__Exercise aim__
Rewrite the records starting at the line containing "Reviewer note: make sure every instance of the yellow" and ending at the end of the records, substituting "green leaves" for "green foliage" and leaving everything else unchanged. Give only those lines.

__Record excerpts__
____________________

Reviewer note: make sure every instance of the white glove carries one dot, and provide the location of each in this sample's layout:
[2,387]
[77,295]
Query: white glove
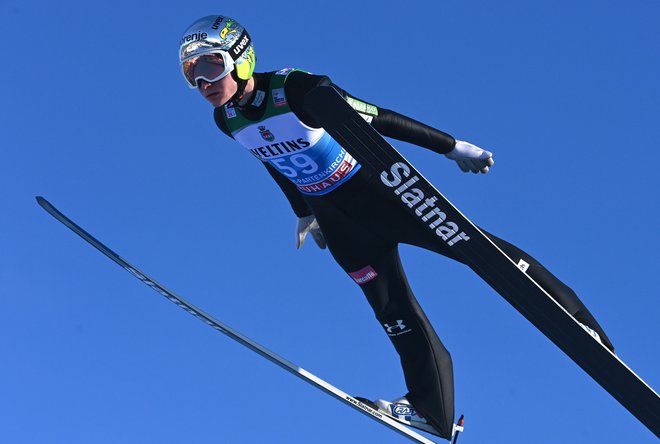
[306,225]
[470,157]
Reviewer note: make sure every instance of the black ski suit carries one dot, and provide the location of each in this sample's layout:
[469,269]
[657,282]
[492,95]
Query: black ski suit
[363,226]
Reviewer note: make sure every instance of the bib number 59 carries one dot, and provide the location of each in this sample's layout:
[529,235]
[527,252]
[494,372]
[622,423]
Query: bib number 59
[301,163]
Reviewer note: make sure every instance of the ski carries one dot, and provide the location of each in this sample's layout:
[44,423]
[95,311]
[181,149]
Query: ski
[301,373]
[506,277]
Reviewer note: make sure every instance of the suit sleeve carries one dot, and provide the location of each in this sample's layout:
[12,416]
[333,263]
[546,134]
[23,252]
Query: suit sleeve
[387,122]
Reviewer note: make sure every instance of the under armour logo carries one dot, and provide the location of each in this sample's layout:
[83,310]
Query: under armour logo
[399,324]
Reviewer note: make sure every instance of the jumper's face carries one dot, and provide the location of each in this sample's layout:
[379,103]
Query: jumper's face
[210,73]
[219,92]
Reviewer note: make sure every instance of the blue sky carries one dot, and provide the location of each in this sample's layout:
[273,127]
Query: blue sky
[97,118]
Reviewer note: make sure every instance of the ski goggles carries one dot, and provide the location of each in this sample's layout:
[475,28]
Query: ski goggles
[209,67]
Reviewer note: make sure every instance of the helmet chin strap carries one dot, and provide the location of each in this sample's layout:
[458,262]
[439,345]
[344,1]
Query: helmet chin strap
[240,92]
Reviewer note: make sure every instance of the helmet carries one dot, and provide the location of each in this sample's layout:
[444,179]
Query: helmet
[216,34]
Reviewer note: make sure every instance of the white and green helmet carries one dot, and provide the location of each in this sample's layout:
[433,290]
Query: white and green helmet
[216,34]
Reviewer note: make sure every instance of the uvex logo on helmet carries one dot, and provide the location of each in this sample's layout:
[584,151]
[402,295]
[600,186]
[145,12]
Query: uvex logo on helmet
[242,43]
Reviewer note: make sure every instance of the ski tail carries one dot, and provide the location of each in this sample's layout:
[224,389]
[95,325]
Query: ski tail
[233,334]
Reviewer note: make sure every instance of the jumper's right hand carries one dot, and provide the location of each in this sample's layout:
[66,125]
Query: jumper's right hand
[471,158]
[308,224]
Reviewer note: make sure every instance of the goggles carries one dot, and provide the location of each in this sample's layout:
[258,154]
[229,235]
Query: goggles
[209,67]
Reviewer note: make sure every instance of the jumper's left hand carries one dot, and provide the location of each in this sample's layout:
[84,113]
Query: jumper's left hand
[308,224]
[471,158]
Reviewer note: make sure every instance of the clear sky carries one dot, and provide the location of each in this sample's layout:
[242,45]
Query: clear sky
[95,116]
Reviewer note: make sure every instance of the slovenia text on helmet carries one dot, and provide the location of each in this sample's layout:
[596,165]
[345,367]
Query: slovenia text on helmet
[216,34]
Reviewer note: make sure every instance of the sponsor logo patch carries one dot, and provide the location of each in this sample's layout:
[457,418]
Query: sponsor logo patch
[397,329]
[523,265]
[424,207]
[403,410]
[259,98]
[364,275]
[266,134]
[279,99]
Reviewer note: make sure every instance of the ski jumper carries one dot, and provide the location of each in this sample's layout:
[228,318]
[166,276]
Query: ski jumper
[363,224]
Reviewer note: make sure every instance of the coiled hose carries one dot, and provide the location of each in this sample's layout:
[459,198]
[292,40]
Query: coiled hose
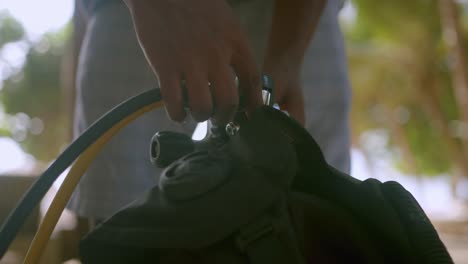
[96,135]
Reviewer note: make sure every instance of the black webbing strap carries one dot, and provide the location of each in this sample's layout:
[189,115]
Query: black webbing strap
[263,241]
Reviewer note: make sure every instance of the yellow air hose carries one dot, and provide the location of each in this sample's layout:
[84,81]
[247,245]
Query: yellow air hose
[66,189]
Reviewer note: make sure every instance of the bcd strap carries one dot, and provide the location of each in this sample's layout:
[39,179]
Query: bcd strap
[269,240]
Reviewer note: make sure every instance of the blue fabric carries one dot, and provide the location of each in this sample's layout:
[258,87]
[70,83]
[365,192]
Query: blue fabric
[112,68]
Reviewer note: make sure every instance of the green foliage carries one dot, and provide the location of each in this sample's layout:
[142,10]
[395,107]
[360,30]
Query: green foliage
[10,29]
[396,52]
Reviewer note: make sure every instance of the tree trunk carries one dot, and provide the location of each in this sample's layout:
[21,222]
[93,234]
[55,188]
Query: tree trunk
[441,124]
[454,40]
[69,65]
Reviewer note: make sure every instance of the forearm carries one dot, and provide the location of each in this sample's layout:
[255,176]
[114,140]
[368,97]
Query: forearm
[293,25]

____________________

__Written reply__
Reviewer note: make sure every instance of the yellow air hose carries one dot, and provide the location of each in this sample's layout:
[84,81]
[247,245]
Query: yellow air hose
[66,189]
Reviewer note: make sure every instance of the bcd strap carries one dot, and provide the location of each in this sample's layout:
[39,179]
Query: bcd strap
[269,240]
Reviewer note: make sure every instance of the blue fabric carries one dot, and provide the location of each in this sample's layout:
[258,87]
[70,83]
[365,192]
Query: blue fabric
[112,68]
Reviewer note: make sure every instance of the green leaves carries one dot, and provide the location of each in this sample's layout:
[142,10]
[395,107]
[360,30]
Query: green leaves
[10,29]
[396,52]
Reviewer note: make sure every instance of the tree trunk carries one dot, and provide the location of each in this sample's layout:
[21,222]
[93,234]
[55,188]
Query: tree trunk
[441,124]
[454,40]
[69,65]
Reviewer note: make sure every instance of the forearm carries one dot, and provide the location of each in this sample's layout:
[255,176]
[114,140]
[368,97]
Query: forearm
[293,25]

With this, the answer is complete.